===== EXCERPTED TEXT

The Dean was at first inclined to dismiss the dream, but it was one of the recurrent kind. He had the same dream the following night. Being a thoughtful man, he decided that this phenomenon should not be ignored.
Any other man would have taken direct action, that is, he would have pleaded with his nephew to abandon his plans. But nephews, like most other people, are headstrong and if his particular future was to be one of disgrace and death, something would have made him continue regardless of his uncle's entreaties. Nicholas Wotton realized this and decided on an ingenious trick that would change Thomas' future in spite of himself.
He wrote to Queen Mary of England and suggested that she "cause his nephew, Thomas Wotton, to be sent for out of Kent; and that the Lords of her Council might interrogate him in some such feigned questions, as might give a colour for his commitment into a favourable prison; declaring that he would acquaint her Majesty with the true reason of his request, when he should next become so happy as to see and speak to her Majesty."
Today uncles and other adults are not held in the same high regard as they were four hundred years ago, and it is not easy to arrange for a nephew's confinement in jail.

==========
===== ENTRIES

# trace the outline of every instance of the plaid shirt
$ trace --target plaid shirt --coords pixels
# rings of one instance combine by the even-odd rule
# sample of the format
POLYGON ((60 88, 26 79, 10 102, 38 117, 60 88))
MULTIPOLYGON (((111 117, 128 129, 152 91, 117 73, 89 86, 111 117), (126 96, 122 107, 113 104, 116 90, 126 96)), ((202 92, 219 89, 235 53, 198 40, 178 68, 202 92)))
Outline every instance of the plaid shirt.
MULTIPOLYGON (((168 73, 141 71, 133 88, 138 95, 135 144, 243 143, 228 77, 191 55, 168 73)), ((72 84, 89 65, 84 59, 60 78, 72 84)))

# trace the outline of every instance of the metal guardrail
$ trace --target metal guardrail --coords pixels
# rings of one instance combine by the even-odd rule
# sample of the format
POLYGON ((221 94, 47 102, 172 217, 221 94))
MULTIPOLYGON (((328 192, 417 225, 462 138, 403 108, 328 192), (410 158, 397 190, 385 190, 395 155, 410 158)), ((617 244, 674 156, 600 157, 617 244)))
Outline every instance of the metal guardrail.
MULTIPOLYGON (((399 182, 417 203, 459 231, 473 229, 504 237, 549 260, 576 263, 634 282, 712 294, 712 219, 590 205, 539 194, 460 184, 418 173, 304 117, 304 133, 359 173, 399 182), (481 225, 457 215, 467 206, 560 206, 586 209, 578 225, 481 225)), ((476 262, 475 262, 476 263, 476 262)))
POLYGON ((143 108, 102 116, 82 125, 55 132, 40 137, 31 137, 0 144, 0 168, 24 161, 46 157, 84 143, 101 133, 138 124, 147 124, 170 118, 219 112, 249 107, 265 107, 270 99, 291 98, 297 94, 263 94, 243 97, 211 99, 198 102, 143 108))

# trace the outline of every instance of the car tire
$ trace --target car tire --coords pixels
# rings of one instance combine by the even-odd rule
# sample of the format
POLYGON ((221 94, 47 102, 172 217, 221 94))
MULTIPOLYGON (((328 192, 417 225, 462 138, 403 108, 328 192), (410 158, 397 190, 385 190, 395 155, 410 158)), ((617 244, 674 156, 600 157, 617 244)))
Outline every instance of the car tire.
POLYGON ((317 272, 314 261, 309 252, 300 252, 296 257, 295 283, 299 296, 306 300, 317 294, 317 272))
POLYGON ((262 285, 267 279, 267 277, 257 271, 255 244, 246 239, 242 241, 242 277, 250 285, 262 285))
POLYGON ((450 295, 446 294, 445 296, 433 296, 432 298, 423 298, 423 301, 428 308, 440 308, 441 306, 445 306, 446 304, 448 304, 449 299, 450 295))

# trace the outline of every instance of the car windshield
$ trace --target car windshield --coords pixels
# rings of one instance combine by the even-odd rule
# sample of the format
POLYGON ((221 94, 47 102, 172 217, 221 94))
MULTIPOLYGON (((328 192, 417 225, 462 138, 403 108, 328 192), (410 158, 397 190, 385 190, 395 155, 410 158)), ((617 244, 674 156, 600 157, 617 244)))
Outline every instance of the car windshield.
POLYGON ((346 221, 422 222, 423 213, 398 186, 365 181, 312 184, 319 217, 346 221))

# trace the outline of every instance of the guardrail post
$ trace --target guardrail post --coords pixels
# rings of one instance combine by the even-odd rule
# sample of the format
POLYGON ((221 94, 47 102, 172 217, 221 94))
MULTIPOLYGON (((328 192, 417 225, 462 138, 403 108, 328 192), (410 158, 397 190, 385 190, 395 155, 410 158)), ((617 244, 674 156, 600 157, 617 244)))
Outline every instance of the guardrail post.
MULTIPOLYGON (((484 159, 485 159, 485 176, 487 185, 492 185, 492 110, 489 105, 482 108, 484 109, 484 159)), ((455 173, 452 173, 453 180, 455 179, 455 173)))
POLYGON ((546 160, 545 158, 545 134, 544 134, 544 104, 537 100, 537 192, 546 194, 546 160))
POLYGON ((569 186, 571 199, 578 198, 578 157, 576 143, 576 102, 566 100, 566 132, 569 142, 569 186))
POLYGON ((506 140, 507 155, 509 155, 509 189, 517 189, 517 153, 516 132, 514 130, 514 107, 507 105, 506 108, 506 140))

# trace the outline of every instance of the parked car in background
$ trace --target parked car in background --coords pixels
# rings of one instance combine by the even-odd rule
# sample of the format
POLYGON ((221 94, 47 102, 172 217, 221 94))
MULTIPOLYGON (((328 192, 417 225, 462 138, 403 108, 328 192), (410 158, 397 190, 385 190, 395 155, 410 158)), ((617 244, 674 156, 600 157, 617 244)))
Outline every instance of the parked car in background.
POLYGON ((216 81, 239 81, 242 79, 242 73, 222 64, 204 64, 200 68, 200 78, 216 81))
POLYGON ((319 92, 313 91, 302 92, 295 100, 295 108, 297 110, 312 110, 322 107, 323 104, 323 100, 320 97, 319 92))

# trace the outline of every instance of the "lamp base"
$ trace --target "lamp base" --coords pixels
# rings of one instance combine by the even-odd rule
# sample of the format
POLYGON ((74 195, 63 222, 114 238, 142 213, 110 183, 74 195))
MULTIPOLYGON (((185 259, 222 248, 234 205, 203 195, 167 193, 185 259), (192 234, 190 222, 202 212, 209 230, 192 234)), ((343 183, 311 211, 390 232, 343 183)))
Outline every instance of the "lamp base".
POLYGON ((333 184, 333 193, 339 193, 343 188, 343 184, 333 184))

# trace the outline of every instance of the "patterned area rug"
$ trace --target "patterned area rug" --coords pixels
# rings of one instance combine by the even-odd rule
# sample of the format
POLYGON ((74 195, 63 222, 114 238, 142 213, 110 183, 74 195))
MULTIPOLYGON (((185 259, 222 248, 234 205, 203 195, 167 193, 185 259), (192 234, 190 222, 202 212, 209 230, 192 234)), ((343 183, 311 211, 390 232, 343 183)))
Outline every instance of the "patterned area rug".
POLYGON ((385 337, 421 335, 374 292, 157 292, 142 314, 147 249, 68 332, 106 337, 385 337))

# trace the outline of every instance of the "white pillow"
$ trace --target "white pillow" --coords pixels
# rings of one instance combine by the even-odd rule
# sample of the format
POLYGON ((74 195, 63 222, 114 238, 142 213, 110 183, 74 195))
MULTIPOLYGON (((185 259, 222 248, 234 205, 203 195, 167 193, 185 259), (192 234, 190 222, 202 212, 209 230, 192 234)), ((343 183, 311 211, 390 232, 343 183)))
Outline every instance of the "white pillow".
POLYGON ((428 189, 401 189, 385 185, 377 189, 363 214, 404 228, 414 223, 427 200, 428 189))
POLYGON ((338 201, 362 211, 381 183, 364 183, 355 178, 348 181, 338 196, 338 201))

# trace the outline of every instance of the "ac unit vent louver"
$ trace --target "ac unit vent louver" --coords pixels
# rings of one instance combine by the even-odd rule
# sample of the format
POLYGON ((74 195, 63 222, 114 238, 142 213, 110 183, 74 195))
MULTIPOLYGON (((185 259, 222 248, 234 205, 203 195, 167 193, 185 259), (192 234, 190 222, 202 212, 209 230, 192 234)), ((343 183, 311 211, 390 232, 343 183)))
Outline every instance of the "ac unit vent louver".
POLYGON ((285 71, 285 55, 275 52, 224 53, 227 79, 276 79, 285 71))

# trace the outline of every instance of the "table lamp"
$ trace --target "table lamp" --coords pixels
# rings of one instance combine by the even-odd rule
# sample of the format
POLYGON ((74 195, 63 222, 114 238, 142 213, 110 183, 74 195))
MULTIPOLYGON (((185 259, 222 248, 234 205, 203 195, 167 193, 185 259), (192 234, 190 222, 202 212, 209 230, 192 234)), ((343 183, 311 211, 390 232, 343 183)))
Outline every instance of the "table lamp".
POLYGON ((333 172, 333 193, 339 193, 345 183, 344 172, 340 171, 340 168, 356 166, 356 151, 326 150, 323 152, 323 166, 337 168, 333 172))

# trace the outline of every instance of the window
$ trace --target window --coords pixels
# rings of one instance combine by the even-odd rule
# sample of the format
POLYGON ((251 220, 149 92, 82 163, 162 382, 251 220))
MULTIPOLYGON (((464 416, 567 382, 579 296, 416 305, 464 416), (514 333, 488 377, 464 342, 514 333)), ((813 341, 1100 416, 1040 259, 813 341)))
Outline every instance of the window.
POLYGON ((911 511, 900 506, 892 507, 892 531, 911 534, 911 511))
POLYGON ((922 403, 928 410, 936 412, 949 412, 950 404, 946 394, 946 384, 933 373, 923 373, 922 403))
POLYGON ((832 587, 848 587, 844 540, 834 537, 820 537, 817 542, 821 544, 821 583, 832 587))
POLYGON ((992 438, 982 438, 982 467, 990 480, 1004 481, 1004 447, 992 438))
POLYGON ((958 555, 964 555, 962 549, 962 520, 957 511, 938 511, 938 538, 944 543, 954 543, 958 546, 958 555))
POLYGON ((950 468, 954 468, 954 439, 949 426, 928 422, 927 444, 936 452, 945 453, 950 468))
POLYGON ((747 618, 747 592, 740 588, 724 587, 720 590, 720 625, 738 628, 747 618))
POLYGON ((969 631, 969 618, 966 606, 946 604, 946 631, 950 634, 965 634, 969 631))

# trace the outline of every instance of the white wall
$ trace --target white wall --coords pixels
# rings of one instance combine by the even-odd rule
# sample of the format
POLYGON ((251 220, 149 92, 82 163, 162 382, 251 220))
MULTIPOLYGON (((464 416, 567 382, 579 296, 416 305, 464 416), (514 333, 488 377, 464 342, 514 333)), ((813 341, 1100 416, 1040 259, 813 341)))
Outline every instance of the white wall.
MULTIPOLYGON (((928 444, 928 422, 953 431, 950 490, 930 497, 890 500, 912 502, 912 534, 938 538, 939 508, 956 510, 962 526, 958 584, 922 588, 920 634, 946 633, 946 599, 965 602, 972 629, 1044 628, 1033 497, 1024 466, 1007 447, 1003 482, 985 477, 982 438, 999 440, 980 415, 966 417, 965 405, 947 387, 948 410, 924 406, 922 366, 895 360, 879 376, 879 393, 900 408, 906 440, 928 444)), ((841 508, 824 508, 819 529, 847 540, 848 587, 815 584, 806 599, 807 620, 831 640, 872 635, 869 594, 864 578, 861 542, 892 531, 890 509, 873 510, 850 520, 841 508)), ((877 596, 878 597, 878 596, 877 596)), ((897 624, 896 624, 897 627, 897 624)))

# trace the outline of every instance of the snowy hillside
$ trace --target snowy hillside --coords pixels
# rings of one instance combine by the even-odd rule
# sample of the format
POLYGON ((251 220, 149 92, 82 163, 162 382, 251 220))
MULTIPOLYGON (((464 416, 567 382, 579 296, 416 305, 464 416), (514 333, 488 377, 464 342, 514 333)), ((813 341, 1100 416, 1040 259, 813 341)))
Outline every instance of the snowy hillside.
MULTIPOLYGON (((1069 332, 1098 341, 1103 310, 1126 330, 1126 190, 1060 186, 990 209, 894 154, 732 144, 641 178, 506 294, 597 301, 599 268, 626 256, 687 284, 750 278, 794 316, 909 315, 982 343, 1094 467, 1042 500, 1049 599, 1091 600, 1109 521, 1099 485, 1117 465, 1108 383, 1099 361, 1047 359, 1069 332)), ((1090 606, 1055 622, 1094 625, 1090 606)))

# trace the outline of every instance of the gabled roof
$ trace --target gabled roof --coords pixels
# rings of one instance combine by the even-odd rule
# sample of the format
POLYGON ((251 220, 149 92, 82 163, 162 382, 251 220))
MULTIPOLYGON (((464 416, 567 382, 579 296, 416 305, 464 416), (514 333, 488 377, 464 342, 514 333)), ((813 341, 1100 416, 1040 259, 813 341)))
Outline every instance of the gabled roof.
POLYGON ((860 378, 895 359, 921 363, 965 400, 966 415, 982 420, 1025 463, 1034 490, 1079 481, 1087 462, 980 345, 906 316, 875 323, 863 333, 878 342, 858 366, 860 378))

==========

• **YOUR OBJECTIVE**
Reproduce the passage about Nicholas Wotton and his nephew from "The Dean was" to "spite of himself.".

• **WRITTEN SOLUTION**
The Dean was at first inclined to dismiss the dream, but it was one of the recurrent kind. He had the same dream the following night. Being a thoughtful man, he decided that this phenomenon should not be ignored.
Any other man would have taken direct action, that is, he would have pleaded with his nephew to abandon his plans. But nephews, like most other people, are headstrong and if his particular future was to be one of disgrace and death, something would have made him continue regardless of his uncle's entreaties. Nicholas Wotton realized this and decided on an ingenious trick that would change Thomas' future in spite of himself.